**ASSIGNED TASK:** Please find the lines in the entries below that contain the word "TARGET", and copy each one.

**RECORDS PROVIDED:**
------------

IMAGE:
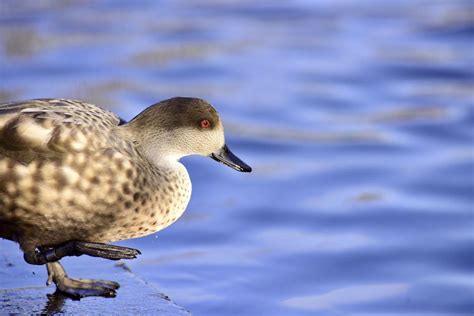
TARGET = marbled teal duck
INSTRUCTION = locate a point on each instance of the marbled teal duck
(74, 177)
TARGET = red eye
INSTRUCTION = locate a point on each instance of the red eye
(205, 124)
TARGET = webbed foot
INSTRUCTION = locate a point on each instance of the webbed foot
(78, 288)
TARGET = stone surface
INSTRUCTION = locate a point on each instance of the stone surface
(23, 289)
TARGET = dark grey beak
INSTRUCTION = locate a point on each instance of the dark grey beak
(225, 156)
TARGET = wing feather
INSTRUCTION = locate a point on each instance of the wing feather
(51, 127)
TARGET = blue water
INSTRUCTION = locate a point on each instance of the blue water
(357, 117)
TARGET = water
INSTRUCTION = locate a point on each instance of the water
(356, 116)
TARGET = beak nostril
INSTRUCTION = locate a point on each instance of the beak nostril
(225, 156)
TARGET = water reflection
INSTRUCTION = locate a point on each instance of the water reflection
(357, 117)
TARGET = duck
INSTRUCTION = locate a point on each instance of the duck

------------

**REPLY:**
TARGET = marbled teal duck
TARGET = red eye
TARGET = webbed foot
TARGET = stone surface
TARGET = dark grey beak
TARGET = wing feather
TARGET = blue water
TARGET = water
TARGET = beak nostril
TARGET = water reflection
TARGET = duck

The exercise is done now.